» **Work to complete**
Among the lines below, take the one holding "Can you see the raised hand palm", the one holding "Can you see the ceiling light", and all lines between them. Set them down exactly.

Records from a dataset
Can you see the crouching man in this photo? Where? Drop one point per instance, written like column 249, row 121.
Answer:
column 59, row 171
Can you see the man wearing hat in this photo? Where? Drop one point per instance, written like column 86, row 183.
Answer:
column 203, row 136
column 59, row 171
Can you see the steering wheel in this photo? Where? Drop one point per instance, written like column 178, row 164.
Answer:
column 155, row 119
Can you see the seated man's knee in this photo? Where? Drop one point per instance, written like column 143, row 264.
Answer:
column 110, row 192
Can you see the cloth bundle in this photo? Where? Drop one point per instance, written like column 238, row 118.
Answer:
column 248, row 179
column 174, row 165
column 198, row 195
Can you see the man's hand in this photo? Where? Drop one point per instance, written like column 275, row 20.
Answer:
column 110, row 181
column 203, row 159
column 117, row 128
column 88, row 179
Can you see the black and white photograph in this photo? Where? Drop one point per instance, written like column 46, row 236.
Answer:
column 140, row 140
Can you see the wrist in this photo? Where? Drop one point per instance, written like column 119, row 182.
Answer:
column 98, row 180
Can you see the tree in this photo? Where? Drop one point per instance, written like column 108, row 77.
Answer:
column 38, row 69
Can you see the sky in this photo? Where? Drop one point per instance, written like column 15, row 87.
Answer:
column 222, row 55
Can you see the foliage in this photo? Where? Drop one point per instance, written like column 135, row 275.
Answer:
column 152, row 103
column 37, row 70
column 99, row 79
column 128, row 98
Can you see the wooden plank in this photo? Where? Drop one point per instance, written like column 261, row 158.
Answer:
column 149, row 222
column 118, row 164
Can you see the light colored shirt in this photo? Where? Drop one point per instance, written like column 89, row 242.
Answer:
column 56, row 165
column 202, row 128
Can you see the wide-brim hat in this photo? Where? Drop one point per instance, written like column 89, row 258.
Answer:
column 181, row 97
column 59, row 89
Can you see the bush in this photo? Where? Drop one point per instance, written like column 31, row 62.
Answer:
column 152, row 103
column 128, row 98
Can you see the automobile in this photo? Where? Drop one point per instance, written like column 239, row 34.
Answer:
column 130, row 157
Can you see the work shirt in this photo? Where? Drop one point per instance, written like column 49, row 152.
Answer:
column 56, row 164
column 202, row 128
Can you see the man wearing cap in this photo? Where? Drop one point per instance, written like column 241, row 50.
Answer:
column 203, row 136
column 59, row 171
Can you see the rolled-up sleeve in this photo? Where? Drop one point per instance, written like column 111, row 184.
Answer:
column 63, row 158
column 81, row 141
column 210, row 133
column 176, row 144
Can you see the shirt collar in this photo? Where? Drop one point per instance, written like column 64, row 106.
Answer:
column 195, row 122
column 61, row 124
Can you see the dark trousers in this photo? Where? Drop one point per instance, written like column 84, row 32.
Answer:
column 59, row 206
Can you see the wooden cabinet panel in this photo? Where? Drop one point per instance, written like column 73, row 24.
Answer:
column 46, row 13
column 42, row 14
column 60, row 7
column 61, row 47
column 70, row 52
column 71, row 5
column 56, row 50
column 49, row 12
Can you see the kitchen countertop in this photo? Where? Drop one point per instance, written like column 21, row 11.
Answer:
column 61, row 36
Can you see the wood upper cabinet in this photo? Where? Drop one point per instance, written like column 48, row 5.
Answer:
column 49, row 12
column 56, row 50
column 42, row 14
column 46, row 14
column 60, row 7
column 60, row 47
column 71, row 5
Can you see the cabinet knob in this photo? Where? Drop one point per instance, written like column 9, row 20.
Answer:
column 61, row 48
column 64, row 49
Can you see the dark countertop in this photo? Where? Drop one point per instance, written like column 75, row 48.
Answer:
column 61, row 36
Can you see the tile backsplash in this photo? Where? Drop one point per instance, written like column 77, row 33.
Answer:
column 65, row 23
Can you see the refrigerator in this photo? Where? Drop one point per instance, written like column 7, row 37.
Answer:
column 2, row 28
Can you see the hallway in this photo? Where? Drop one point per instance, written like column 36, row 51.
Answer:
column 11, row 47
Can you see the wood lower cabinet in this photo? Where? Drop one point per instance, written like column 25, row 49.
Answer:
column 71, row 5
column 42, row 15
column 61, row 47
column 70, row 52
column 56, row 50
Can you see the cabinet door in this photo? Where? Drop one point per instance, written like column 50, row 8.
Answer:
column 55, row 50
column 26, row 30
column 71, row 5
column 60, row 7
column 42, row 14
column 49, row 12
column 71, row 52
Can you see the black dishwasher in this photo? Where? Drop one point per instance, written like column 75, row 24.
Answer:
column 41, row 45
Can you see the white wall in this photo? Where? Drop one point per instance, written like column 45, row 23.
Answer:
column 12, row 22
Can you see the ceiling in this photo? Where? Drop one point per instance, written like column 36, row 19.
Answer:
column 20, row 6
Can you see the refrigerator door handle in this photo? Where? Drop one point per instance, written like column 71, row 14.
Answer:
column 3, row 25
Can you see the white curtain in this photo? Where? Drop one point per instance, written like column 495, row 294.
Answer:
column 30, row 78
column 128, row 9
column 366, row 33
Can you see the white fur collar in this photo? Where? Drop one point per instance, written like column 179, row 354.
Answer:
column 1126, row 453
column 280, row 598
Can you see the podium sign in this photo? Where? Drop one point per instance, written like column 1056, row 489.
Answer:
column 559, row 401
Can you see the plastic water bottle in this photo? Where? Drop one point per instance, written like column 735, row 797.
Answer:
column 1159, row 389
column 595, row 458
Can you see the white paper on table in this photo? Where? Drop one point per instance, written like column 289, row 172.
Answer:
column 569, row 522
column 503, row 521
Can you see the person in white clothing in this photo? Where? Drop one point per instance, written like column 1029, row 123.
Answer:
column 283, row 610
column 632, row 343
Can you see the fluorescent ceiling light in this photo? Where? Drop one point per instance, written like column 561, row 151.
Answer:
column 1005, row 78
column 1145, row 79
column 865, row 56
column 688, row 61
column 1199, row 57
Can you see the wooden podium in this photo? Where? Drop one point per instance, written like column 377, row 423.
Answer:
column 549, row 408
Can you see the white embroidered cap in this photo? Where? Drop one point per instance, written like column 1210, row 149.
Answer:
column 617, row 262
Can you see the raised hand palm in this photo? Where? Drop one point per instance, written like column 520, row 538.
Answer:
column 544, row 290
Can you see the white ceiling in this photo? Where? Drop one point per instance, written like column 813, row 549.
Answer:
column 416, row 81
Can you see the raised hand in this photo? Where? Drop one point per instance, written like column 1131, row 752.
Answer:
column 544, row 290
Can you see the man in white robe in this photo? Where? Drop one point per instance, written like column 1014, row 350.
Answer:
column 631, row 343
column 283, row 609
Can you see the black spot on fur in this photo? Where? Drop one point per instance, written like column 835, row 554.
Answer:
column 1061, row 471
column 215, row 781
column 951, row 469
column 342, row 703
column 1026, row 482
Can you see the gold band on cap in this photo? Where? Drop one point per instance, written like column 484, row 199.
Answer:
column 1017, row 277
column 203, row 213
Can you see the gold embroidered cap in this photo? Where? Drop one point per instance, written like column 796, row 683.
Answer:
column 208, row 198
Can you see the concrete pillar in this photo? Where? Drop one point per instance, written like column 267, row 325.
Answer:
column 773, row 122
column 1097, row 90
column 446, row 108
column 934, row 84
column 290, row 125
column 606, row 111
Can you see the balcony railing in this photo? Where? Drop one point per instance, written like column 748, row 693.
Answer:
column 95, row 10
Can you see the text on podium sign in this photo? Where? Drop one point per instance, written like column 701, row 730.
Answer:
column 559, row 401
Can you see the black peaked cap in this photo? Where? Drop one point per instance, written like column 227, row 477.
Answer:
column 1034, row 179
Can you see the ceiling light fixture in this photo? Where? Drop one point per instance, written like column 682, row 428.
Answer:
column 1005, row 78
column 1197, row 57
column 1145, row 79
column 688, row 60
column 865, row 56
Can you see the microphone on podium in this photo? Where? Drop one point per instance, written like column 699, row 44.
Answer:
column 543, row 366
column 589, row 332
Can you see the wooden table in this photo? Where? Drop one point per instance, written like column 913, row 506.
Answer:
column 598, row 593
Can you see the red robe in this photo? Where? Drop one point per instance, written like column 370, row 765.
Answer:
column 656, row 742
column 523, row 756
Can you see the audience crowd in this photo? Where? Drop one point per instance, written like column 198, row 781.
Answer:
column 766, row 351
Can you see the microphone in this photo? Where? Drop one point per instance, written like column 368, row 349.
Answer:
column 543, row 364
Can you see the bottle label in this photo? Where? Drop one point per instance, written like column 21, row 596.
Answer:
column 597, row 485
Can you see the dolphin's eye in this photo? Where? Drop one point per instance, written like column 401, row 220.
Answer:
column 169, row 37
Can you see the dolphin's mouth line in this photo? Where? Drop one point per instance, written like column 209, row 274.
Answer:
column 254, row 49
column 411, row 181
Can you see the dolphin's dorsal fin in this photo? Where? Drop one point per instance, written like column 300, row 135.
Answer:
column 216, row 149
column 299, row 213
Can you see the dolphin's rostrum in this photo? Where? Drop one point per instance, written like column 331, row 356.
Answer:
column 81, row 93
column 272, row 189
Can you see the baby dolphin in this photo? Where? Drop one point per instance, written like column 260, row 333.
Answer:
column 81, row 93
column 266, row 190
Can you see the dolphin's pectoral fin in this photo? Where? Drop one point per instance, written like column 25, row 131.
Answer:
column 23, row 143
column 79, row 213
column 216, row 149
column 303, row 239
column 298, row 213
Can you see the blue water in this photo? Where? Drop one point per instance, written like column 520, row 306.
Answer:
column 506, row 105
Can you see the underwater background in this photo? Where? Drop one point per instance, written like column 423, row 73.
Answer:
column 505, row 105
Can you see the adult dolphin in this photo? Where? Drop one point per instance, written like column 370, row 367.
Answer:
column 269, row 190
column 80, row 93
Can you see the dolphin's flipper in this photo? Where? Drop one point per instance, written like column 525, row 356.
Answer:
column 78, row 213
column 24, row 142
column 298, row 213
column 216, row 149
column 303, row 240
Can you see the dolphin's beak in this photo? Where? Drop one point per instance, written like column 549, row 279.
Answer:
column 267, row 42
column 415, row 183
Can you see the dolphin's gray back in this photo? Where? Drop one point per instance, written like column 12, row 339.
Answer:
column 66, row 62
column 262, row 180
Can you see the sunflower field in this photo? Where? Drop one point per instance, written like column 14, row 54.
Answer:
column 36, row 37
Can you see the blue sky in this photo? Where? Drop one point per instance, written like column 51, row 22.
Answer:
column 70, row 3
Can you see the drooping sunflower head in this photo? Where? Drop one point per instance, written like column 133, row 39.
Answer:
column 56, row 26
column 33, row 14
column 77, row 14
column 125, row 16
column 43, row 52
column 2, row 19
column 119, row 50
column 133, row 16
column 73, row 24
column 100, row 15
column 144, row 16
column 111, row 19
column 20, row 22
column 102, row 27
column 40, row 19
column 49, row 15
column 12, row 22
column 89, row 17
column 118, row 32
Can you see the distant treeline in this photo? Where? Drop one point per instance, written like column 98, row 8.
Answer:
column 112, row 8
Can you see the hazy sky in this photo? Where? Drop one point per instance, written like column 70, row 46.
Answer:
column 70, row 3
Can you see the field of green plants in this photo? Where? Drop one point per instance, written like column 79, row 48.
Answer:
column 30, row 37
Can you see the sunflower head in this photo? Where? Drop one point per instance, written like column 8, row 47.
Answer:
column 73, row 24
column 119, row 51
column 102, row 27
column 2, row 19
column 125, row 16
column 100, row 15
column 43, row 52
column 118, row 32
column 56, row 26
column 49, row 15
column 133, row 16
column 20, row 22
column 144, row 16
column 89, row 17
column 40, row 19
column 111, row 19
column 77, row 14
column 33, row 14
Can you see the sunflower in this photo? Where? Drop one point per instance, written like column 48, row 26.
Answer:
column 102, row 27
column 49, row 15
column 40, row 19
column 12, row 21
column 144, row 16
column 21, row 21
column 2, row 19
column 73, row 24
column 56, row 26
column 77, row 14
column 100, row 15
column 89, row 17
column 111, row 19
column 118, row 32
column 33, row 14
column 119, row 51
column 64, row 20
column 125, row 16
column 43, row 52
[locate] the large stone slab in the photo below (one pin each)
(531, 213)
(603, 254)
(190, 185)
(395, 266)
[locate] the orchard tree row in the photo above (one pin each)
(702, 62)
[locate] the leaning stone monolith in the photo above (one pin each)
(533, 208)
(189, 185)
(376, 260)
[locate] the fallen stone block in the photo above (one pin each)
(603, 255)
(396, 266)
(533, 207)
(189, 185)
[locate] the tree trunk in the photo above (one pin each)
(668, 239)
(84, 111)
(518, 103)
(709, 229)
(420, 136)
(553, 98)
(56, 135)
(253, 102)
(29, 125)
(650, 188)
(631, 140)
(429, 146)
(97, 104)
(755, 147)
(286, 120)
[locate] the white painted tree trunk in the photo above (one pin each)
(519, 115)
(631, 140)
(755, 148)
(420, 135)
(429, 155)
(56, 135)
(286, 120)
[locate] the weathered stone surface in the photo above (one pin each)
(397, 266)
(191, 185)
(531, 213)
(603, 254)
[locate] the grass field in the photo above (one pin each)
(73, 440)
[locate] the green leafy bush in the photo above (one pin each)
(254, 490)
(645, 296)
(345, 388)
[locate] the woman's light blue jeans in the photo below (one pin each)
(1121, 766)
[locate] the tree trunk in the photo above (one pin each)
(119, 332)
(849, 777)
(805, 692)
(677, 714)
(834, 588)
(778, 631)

» **Written response**
Can you see the raised hand palm in this photo? Where? Drop one point per instance, written like column 520, row 538.
Answer:
column 544, row 290
Can you see the white ceiling in this photo? Where? Drop one point per instance, written like column 813, row 549.
Answer:
column 416, row 81
Can you see the raised hand in this photo? Where? Drop one point per instance, written like column 1131, row 752.
Answer:
column 544, row 290
Can you see the man in white robe in this photo? Where? Drop one point per instance, written like column 1014, row 350.
Answer:
column 631, row 343
column 283, row 609
Can you see the black spot on fur in this photo? Where? Drop one point per instance, written like column 835, row 554.
Answer:
column 1061, row 471
column 215, row 781
column 951, row 469
column 342, row 703
column 1026, row 482
Can you see the gold band on cap in this photo? Where? Drop one point per instance, written like column 484, row 199.
Answer:
column 1017, row 277
column 203, row 213
Can you see the gold embroidered cap in this photo? Where? Drop one point per instance, written like column 796, row 683.
Answer:
column 208, row 198
Can you see the concrete pillar in this photo? Where? Drop one point per instance, written like column 267, row 325.
Answer:
column 773, row 122
column 1097, row 90
column 446, row 108
column 934, row 84
column 290, row 125
column 606, row 111
Can you see the balcony railing in this photo? Where? Drop one point per instance, written like column 748, row 693.
Answer:
column 95, row 10
Can you see the text on podium sign in this photo? Where? Drop one point per instance, written like column 701, row 730.
Answer:
column 559, row 401
Can you see the black peaked cap in this photo? Where? Drop one point per instance, written like column 227, row 477.
Answer:
column 1034, row 179
Can you see the ceiling light fixture in this photo? Where? Drop one point per instance, written like column 682, row 428.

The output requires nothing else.